§ DIRECTIONS: Repeat the records below exactly as they appear.

§ DATASET ROWS:
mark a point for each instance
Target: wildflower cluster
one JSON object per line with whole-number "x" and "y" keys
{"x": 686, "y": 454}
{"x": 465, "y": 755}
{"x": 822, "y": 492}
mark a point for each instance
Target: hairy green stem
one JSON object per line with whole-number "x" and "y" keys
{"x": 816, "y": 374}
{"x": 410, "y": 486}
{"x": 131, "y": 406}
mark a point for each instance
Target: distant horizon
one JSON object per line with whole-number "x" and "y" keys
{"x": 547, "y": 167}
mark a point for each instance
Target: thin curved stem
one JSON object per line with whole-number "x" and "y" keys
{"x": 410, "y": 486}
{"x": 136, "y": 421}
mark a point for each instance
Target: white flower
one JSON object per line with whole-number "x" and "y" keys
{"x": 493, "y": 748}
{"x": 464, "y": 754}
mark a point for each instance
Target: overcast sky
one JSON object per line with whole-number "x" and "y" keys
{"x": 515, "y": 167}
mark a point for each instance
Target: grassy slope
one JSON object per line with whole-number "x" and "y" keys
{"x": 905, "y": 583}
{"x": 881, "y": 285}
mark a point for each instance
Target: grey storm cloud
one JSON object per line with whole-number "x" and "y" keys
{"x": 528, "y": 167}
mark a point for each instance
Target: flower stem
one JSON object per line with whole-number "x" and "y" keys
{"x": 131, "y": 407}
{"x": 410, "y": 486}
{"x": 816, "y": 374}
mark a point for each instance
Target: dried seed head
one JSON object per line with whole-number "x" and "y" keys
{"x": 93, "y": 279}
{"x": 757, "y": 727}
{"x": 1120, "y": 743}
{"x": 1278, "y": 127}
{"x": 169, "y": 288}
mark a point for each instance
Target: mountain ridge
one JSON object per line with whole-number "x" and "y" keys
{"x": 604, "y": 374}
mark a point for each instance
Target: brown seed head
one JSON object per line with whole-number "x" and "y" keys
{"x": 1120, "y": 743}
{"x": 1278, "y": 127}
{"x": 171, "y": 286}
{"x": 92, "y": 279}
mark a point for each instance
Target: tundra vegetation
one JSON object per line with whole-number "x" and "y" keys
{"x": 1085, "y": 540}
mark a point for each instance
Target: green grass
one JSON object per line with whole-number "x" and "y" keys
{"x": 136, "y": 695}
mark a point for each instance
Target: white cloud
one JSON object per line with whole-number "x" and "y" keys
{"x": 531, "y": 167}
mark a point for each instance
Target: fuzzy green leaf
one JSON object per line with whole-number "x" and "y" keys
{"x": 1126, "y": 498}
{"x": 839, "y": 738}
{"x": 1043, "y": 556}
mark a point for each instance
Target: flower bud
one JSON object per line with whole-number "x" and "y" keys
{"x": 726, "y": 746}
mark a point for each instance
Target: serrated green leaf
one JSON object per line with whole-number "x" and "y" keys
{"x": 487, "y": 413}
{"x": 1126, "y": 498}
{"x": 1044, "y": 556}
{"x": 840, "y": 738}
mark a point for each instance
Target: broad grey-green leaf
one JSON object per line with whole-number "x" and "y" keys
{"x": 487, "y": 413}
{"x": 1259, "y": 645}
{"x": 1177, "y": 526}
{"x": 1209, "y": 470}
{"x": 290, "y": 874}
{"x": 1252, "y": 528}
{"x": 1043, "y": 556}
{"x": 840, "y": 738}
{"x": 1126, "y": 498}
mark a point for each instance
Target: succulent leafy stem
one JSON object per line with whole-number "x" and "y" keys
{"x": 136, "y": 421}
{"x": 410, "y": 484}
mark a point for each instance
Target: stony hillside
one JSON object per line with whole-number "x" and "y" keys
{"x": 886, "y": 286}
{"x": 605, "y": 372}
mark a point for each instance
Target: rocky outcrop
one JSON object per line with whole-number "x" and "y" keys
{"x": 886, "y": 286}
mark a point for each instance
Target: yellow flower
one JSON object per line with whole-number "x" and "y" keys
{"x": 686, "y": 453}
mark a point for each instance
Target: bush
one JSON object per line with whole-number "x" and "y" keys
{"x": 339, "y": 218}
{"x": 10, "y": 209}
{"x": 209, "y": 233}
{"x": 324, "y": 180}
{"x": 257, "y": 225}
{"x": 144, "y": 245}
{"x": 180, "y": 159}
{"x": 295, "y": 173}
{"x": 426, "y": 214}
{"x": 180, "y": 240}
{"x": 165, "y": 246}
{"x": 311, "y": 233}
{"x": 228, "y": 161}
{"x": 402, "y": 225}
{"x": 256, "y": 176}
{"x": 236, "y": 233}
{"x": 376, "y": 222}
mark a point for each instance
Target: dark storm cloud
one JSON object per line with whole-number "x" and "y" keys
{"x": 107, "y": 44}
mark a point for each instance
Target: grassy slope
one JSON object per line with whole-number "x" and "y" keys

§ ANSWER FOR THE TASK:
mark a point for each instance
Target: wildflower cluster
one JSON object per line with whole-number "x" and "y" keys
{"x": 686, "y": 454}
{"x": 465, "y": 755}
{"x": 822, "y": 492}
mark a point for each instance
Target: hairy green stem
one JSON object per line with whole-number "x" and "y" keys
{"x": 816, "y": 374}
{"x": 410, "y": 486}
{"x": 131, "y": 406}
mark a point for each instance
Target: distant horizon
one JSON object per line with whole-number "x" and "y" keys
{"x": 547, "y": 167}
mark a point for each instance
Target: thin curved stem
one JSON object per line with whole-number "x" and "y" keys
{"x": 410, "y": 486}
{"x": 136, "y": 421}
mark a point for each instance
Target: white flower
one JSON object per line with whole-number "x" and "y" keys
{"x": 493, "y": 748}
{"x": 464, "y": 754}
mark a point for each instance
Target: overcast sky
one JSON object per line with whole-number "x" and "y" keys
{"x": 515, "y": 167}
mark a point for each instance
Target: grassy slope
one JSON object per line with whole-number "x" and "y" keys
{"x": 905, "y": 583}
{"x": 881, "y": 285}
mark a point for each instance
Target: grey storm cloud
one JSON object per line with whole-number "x" and "y" keys
{"x": 528, "y": 167}
mark a point for each instance
Target: flower stem
one JSON object per line with whole-number "x" and "y" keys
{"x": 131, "y": 407}
{"x": 410, "y": 486}
{"x": 816, "y": 374}
mark a point for each instance
Target: dried seed head
one JSON object per line with whole-number "x" and "y" keys
{"x": 93, "y": 279}
{"x": 757, "y": 727}
{"x": 1120, "y": 743}
{"x": 1278, "y": 127}
{"x": 169, "y": 288}
mark a point for each instance
Target: mountain ridge
one JSON object per line with whole-number "x" and "y" keys
{"x": 604, "y": 374}
mark a point for each instance
Target: brown seed head
one JSON object per line with whole-number "x" and "y" keys
{"x": 1120, "y": 743}
{"x": 1278, "y": 127}
{"x": 171, "y": 286}
{"x": 92, "y": 279}
mark a point for each instance
Target: tundra vegetation
one JSON object per line with whole-number "x" and "y" keys
{"x": 1085, "y": 540}
mark a point for each instance
Target: green grass
one JSON object per line with whole-number "x" and "y" keys
{"x": 136, "y": 695}
mark a point for each instance
Target: white cloud
one JSON object per line with whole-number "x" and "y" keys
{"x": 531, "y": 167}
mark a point for each instance
Target: fuzzy green leaf
one JSON object per line with whole-number "x" and "y" keys
{"x": 1126, "y": 498}
{"x": 839, "y": 738}
{"x": 1043, "y": 556}
mark a point for each instance
Target: flower bud
one JSON object per line with whole-number "x" and "y" keys
{"x": 726, "y": 746}
mark a point for each instance
Target: serrated green leaf
one JSON object per line with whole-number "x" and "y" keys
{"x": 487, "y": 413}
{"x": 1126, "y": 498}
{"x": 1044, "y": 556}
{"x": 840, "y": 738}
mark a point for each instance
Target: broad grey-green leaf
one JSON object per line with whole-number "x" and "y" keys
{"x": 487, "y": 413}
{"x": 1259, "y": 645}
{"x": 1177, "y": 526}
{"x": 1209, "y": 470}
{"x": 290, "y": 874}
{"x": 1252, "y": 528}
{"x": 1043, "y": 556}
{"x": 840, "y": 738}
{"x": 1126, "y": 498}
mark a point for each instance
Target: succulent leafy stem
one JSON object per line with whole-number "x" and "y" keys
{"x": 136, "y": 421}
{"x": 410, "y": 484}
mark a point for each instance
Target: stony hillside
one JSON object per line with whole-number "x" and "y" keys
{"x": 886, "y": 286}
{"x": 605, "y": 372}
mark a point for each instance
Target: rocky outcrop
one JSON object per line with whole-number "x" and "y" keys
{"x": 886, "y": 286}
mark a point for each instance
Target: yellow flower
one JSON object per line with whole-number "x" and "y" keys
{"x": 686, "y": 453}
mark a point for each instance
Target: bush
one JSON object per line with whole-number "x" and "y" keys
{"x": 339, "y": 218}
{"x": 10, "y": 209}
{"x": 209, "y": 233}
{"x": 324, "y": 180}
{"x": 257, "y": 225}
{"x": 144, "y": 245}
{"x": 180, "y": 159}
{"x": 295, "y": 173}
{"x": 426, "y": 214}
{"x": 180, "y": 240}
{"x": 165, "y": 246}
{"x": 311, "y": 233}
{"x": 228, "y": 161}
{"x": 402, "y": 225}
{"x": 256, "y": 176}
{"x": 236, "y": 233}
{"x": 376, "y": 222}
mark a point for each instance
Target: dark storm cloud
one JSON object per line with whole-number "x" and "y" keys
{"x": 107, "y": 44}
mark a point for each instance
Target: grassy slope
one JSON object per line with whole-number "x" and "y" keys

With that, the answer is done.